◆ **Work required**
How many lines in the data hold the string "prompts"? State the number alone.

◆ **Data to use**
•••••

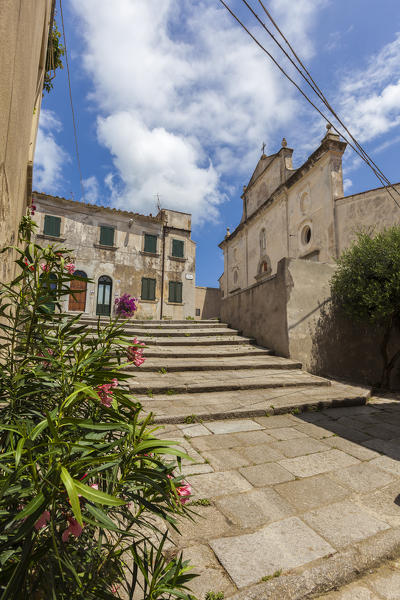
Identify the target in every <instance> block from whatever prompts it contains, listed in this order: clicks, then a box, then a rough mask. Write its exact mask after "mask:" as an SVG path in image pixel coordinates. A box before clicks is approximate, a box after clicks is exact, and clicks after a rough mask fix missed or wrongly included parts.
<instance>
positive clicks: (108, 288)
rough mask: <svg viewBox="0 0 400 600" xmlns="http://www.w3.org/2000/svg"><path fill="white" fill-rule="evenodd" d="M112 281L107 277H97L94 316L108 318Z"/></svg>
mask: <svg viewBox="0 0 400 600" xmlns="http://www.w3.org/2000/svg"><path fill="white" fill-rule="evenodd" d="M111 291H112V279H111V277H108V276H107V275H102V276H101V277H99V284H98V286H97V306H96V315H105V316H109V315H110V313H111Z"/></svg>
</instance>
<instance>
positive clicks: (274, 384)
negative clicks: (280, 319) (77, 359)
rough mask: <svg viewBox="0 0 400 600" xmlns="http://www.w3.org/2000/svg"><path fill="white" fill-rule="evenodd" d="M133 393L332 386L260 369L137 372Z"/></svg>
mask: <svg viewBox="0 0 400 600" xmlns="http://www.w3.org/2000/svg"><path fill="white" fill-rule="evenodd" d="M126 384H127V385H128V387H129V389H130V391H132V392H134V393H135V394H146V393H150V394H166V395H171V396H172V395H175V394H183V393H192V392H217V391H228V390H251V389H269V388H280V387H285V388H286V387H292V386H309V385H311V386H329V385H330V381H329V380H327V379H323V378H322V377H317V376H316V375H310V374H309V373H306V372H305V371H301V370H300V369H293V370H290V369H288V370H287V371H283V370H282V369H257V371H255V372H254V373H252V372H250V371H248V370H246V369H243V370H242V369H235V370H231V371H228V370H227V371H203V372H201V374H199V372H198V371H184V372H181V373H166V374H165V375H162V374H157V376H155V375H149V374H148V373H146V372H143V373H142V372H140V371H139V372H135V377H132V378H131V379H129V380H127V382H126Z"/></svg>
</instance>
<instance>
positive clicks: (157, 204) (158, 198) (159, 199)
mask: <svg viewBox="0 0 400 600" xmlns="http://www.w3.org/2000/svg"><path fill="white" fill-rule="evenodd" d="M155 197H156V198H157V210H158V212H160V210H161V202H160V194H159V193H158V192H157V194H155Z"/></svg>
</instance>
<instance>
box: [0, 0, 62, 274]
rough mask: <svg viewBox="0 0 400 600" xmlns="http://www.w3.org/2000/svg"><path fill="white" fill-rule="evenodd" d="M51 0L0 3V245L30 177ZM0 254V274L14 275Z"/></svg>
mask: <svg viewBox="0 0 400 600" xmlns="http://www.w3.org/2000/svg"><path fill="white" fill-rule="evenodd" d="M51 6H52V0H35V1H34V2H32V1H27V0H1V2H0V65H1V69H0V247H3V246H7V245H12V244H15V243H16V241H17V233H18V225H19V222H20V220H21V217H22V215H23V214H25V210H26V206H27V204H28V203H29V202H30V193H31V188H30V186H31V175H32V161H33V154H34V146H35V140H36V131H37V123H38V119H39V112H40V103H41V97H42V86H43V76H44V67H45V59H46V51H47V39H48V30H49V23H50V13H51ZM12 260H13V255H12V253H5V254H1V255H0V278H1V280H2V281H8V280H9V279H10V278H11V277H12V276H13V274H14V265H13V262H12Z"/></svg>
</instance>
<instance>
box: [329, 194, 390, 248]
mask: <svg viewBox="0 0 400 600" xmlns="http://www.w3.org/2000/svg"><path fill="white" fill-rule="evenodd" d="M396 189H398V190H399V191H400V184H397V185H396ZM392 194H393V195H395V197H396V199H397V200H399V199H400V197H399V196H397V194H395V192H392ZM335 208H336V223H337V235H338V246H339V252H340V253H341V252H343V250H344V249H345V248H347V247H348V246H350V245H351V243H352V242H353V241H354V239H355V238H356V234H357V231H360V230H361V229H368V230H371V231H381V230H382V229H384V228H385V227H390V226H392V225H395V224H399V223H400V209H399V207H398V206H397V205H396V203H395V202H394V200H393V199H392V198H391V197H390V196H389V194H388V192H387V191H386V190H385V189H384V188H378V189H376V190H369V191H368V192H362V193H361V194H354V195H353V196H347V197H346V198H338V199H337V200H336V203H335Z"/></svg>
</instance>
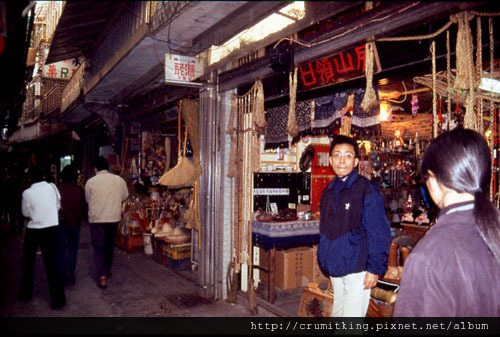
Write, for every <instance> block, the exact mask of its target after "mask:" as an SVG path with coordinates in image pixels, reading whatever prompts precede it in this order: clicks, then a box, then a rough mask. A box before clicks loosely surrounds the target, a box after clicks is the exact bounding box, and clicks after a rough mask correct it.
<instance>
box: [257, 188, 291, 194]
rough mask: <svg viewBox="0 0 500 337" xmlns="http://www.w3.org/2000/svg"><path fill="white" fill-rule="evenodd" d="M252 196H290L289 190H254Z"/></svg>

•••••

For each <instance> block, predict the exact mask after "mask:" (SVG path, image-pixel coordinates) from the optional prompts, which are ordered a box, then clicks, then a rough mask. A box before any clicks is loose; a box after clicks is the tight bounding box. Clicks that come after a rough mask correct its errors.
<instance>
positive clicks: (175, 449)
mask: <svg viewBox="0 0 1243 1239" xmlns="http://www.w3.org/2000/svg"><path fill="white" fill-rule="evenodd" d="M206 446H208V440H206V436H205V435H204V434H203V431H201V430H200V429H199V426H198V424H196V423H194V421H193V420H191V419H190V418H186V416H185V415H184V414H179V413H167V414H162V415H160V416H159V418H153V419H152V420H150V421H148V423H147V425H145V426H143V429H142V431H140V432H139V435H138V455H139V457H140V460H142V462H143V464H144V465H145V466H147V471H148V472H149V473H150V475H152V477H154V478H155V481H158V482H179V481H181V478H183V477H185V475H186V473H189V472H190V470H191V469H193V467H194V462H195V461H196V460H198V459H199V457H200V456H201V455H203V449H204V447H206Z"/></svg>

•••••

◆ **Response box**
3